-- EXERCISE DIRECTIONS --
Repeat the records below word for word, but start at the line that contains "Could you identify the church", stop after the last line, and include nothing else.

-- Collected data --
----
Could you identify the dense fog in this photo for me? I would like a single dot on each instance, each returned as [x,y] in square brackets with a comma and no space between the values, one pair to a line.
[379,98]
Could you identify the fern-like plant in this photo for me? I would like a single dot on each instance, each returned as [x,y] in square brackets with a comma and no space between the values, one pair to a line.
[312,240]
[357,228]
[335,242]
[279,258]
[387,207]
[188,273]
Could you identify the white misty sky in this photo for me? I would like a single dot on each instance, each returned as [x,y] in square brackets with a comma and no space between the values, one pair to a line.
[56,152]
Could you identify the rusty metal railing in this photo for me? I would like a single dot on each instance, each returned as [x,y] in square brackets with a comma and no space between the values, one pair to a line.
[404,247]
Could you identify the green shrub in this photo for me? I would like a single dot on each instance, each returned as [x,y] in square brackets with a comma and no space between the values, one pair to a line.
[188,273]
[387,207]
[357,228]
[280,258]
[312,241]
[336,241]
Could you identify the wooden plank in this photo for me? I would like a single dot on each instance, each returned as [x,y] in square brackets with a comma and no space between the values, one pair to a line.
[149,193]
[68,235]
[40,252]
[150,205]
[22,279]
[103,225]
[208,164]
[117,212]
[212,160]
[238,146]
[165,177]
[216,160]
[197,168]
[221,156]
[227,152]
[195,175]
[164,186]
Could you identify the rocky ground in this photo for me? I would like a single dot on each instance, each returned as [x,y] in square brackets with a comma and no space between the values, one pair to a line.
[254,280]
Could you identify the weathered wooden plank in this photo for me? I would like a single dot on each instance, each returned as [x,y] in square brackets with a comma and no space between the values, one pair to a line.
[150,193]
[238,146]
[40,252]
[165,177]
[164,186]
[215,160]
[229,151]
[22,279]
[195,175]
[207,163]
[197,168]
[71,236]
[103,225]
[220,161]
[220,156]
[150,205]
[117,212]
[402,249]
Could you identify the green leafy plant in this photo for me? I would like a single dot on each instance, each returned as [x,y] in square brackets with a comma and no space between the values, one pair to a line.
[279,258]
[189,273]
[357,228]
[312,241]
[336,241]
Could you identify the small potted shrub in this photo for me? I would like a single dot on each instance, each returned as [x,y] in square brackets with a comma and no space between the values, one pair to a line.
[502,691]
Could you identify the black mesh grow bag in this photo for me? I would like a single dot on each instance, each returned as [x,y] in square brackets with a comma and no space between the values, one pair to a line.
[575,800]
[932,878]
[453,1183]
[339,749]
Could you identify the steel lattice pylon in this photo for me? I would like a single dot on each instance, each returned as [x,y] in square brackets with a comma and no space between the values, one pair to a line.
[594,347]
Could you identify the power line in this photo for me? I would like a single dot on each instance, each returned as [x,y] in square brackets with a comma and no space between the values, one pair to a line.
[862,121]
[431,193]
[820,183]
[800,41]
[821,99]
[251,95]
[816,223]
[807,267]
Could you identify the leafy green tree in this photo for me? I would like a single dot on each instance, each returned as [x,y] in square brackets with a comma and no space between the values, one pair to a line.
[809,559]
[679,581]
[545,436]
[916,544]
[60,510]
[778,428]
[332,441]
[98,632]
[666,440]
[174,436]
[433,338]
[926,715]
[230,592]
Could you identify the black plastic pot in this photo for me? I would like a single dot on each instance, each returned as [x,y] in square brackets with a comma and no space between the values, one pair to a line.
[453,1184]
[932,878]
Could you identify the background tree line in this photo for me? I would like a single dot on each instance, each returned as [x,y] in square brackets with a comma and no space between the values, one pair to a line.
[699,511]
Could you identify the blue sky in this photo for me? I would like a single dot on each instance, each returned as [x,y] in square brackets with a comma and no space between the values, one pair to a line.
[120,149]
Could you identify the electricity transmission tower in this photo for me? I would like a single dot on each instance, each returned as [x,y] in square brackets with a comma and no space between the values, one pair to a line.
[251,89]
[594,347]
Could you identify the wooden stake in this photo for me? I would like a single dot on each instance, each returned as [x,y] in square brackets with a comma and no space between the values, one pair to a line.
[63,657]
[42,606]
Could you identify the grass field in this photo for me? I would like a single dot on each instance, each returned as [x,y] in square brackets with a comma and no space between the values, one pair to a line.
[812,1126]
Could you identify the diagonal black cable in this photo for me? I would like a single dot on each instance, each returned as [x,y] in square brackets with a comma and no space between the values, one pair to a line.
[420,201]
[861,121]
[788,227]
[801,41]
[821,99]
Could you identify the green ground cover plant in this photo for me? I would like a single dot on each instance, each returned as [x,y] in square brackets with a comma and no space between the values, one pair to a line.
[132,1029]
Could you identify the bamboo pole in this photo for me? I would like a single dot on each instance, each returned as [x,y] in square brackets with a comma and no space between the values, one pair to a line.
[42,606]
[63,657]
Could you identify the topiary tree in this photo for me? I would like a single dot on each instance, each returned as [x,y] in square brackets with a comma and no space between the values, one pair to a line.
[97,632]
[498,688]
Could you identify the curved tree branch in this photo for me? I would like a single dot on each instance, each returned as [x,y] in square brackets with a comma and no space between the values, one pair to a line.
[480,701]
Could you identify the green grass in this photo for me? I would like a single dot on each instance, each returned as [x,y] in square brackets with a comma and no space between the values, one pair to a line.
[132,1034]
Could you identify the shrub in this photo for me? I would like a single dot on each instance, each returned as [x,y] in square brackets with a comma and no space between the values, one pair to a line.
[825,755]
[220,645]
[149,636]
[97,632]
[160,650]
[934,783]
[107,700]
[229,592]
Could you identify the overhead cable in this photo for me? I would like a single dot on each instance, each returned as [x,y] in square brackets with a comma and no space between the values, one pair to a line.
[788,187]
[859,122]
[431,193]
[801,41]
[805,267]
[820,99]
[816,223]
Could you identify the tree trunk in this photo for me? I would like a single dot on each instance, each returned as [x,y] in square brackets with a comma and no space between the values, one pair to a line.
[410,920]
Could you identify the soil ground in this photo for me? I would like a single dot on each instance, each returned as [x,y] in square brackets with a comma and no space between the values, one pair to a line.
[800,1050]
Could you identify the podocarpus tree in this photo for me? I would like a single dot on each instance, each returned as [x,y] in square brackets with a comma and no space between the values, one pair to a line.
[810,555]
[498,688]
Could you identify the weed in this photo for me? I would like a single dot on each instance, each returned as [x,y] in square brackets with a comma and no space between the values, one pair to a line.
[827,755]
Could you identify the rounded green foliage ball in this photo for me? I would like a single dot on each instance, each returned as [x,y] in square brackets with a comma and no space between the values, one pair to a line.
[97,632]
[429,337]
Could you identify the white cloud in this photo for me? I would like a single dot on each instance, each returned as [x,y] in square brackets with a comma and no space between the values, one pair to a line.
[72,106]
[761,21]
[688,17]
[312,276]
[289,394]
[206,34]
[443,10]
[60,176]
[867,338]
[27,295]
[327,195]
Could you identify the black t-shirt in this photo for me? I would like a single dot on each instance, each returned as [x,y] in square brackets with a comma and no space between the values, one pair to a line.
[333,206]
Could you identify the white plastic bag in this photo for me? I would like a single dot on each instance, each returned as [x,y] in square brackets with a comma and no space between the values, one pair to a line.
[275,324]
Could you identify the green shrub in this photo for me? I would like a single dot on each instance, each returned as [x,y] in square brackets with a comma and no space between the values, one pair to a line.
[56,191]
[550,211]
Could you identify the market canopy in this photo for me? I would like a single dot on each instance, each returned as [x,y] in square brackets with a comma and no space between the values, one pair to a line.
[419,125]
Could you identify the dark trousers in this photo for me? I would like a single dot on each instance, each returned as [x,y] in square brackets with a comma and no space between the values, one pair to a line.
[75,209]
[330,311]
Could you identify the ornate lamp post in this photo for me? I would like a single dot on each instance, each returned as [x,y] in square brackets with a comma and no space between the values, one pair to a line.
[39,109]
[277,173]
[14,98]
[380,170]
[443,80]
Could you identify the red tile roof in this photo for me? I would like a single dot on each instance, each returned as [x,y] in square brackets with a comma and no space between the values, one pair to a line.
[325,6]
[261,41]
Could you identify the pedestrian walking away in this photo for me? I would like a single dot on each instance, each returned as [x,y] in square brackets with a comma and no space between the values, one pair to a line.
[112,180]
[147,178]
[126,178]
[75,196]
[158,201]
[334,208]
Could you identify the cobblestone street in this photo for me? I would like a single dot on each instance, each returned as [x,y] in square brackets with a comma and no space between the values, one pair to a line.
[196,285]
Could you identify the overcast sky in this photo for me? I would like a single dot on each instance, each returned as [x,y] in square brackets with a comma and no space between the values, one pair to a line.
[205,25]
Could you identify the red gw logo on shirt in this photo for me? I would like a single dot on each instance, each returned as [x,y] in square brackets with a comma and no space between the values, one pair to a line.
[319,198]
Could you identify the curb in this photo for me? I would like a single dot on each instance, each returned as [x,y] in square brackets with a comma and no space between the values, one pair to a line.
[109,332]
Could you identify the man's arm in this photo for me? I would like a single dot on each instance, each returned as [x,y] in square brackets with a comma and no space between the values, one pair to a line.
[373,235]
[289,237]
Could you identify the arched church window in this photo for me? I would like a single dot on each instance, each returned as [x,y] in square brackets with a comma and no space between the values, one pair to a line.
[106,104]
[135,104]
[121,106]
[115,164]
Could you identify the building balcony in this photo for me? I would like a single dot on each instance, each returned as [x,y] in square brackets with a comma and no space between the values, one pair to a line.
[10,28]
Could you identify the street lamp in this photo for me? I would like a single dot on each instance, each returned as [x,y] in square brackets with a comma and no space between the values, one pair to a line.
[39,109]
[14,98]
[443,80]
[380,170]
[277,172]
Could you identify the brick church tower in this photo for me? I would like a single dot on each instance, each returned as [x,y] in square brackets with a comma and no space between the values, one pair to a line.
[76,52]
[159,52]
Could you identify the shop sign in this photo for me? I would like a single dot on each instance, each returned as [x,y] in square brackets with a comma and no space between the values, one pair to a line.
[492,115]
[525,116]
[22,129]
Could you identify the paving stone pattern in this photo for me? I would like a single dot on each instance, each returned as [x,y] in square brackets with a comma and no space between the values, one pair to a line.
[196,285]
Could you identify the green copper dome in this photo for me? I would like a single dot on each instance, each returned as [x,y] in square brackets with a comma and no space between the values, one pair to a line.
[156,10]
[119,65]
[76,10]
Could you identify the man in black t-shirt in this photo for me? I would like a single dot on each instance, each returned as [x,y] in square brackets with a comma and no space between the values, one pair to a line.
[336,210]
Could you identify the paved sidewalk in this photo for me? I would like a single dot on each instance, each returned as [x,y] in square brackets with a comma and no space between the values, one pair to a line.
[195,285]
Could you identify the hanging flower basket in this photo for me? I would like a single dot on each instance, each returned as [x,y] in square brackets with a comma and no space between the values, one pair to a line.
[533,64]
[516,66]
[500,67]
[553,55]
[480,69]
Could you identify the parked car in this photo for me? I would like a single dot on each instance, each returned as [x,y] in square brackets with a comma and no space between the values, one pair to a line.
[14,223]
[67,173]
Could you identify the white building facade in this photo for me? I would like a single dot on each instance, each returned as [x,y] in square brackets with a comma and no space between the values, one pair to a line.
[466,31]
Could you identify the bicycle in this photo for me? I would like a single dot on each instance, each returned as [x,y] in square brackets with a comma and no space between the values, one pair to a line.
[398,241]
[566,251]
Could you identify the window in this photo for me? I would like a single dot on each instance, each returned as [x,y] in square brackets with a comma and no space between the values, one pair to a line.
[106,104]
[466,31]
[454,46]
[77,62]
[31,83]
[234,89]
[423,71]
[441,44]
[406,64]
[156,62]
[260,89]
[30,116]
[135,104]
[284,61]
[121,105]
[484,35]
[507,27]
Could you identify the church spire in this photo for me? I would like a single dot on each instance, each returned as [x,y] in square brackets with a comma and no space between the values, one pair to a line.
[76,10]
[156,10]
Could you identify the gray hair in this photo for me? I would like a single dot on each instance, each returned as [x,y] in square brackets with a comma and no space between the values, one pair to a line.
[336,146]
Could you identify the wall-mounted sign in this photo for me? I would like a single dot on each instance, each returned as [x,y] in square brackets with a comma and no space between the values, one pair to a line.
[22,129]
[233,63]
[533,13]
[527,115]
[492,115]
----
-- ANSWER FOR THE TASK --
Could you identify the church spire in this photo for me? I would like a single dot on each instance, each returned as [x,y] in square brackets with a comma and no space between the values, one pair to a line.
[76,10]
[156,10]
Could you identify the gray hair in this photo for me? I would like a single dot on each instance, each returned as [x,y] in square brackets with a comma and no space between the values, one pair to a line.
[336,146]
Could you identify the wall-mounted sign in this photo for me? I would like a single dot on each instance, each returned as [x,y] in square brackets with a comma and no space between the values, one pair to a line.
[22,129]
[233,63]
[533,13]
[527,115]
[492,115]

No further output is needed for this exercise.